(Location annotation dataset excerpts)
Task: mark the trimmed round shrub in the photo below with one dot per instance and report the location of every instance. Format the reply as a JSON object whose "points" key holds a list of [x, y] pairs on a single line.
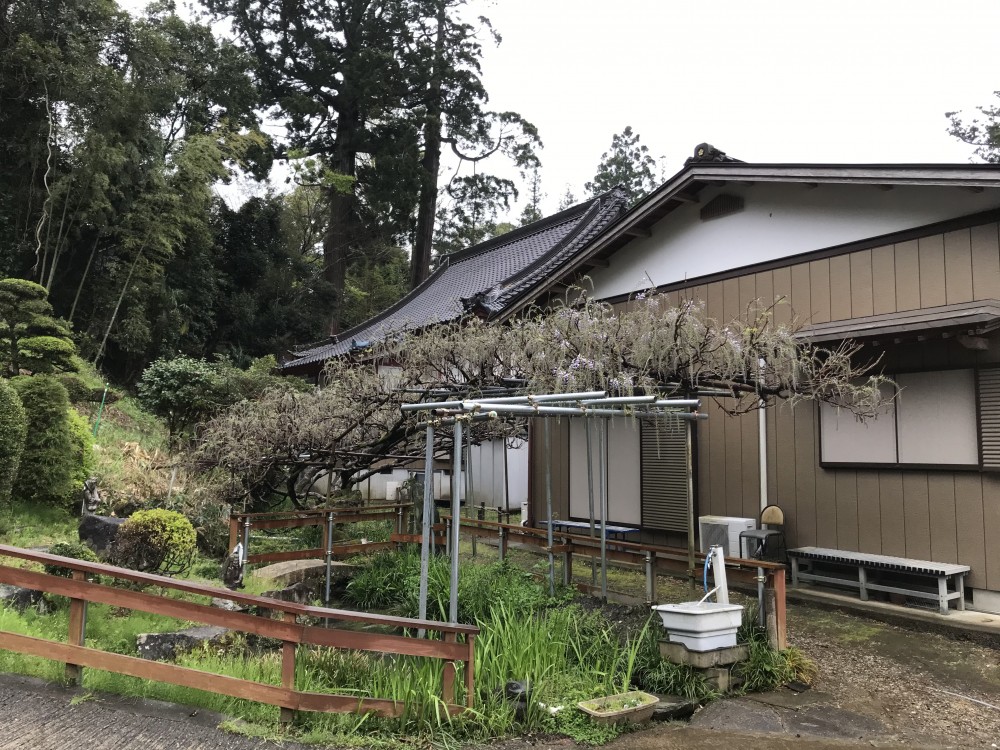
{"points": [[13, 431], [50, 465], [155, 541], [74, 550]]}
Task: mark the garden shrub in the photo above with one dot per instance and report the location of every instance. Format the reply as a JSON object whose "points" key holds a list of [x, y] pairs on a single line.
{"points": [[75, 550], [77, 388], [51, 462], [155, 541], [13, 430], [82, 441]]}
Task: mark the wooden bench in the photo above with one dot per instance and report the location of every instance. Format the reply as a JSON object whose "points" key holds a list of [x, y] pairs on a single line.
{"points": [[819, 557]]}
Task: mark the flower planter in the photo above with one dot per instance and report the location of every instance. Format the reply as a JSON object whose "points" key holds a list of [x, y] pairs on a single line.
{"points": [[633, 707], [701, 626]]}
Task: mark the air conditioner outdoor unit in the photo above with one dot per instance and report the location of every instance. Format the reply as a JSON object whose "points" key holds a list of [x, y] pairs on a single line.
{"points": [[724, 530]]}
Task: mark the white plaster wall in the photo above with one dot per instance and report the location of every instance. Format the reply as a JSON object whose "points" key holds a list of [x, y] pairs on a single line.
{"points": [[778, 221]]}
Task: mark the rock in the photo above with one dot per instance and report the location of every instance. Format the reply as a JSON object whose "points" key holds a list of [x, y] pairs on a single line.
{"points": [[227, 605], [98, 532], [673, 707], [298, 593], [20, 599], [167, 646], [295, 571]]}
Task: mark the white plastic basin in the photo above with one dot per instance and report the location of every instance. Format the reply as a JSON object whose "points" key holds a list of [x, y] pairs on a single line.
{"points": [[701, 626]]}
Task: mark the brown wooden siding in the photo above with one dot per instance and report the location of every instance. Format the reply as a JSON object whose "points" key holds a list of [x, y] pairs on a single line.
{"points": [[948, 516]]}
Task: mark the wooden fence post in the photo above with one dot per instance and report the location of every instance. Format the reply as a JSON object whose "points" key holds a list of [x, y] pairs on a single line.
{"points": [[470, 671], [288, 670], [448, 676], [234, 532], [77, 631]]}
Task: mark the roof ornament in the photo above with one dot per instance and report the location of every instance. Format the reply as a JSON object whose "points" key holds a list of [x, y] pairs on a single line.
{"points": [[708, 152]]}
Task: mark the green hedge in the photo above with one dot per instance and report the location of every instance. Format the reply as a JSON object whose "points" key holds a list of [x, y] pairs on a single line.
{"points": [[51, 462], [13, 430]]}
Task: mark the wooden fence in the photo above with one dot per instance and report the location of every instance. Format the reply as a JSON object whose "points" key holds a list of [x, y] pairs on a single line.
{"points": [[653, 559], [241, 524], [452, 651]]}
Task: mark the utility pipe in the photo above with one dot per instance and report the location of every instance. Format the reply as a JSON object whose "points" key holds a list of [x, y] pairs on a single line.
{"points": [[456, 521], [548, 506], [425, 536]]}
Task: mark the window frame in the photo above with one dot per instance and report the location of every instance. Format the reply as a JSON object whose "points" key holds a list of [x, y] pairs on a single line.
{"points": [[899, 466]]}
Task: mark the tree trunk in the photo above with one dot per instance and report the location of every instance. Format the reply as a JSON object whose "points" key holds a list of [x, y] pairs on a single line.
{"points": [[339, 233], [420, 261]]}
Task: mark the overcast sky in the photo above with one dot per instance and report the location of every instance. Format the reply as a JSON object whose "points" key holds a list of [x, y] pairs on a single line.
{"points": [[770, 81]]}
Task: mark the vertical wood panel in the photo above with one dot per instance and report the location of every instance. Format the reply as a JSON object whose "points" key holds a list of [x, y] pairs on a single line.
{"points": [[847, 510], [714, 301], [941, 509], [918, 531], [840, 287], [991, 527], [869, 513], [734, 466], [970, 526], [800, 294], [820, 291], [958, 266], [764, 282], [730, 300], [884, 280], [704, 465], [862, 300], [782, 289], [890, 487], [717, 449], [748, 293], [784, 460], [985, 261], [930, 250], [826, 506], [747, 424], [907, 270], [805, 474]]}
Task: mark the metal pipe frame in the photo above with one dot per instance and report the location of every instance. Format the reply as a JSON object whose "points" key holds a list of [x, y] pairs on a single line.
{"points": [[548, 506], [425, 535], [456, 521]]}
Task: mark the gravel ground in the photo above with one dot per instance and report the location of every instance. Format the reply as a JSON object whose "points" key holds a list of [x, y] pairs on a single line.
{"points": [[904, 678]]}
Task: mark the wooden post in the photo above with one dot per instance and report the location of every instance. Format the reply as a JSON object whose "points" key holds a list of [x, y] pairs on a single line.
{"points": [[568, 564], [650, 577], [448, 677], [288, 670], [774, 606], [234, 532], [77, 628], [470, 671]]}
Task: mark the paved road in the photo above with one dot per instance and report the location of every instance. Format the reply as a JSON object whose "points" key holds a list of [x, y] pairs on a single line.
{"points": [[37, 716]]}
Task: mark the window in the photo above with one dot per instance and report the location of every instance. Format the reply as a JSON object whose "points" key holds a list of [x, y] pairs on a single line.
{"points": [[933, 421]]}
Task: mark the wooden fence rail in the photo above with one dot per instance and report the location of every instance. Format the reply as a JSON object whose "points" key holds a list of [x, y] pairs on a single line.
{"points": [[292, 633]]}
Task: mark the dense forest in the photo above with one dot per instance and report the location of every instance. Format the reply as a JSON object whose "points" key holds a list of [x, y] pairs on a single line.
{"points": [[119, 129]]}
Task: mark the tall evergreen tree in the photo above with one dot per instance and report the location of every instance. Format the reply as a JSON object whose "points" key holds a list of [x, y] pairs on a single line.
{"points": [[626, 163]]}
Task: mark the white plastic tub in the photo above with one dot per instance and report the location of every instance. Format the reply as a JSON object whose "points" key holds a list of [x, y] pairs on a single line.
{"points": [[701, 626]]}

Written task
Render the records above as a Markdown table with the columns Row and Line, giving each line its row number and covering only the lines from the one containing "Task: mark the paved" through the end of the records. Leave out blank lines.

Response to the task
| Row | Line |
|---|---|
| 1 | Task: mark the paved road in the photo above with one dot per instance and report the location of every instance. Format the reply as a JSON object whose "points" key holds a list of [x, y] pairs on a single line. |
| 2 | {"points": [[37, 716]]} |
| 3 | Task: mark the window in the photo above with one dot per instance and report the location of every instance. Format the reply as a JSON object whose "points" key holds a list of [x, y] pairs on a single line. |
| 4 | {"points": [[933, 421]]} |
| 5 | Task: mark the wooden fence rail in the photo above with one dot per instance and report the location of every instance. Format the reply as a JSON object whose "points" key holds a list of [x, y] pairs on a single line. |
| 6 | {"points": [[292, 633]]} |
| 7 | Task: mark the dense forest in the photo above with one dot per instance and report the location of every instance. Format the reply as a JSON object whose "points" key holds a list of [x, y] pairs on a single line. |
| 8 | {"points": [[119, 129]]} |
| 9 | Task: mark the tall evergreen tree in the photo above with one dot per instance and report the location of every instance. Format the reply as a JSON object whose "points" key holds a list of [x, y] pairs on a single line. |
| 10 | {"points": [[626, 163]]} |
| 11 | Task: mark the white plastic tub in the photo above with one dot per instance and report the location of every instance. Format the reply as a JSON object whose "points" key holds a list of [x, y] pairs on a single line. |
| 12 | {"points": [[701, 626]]} |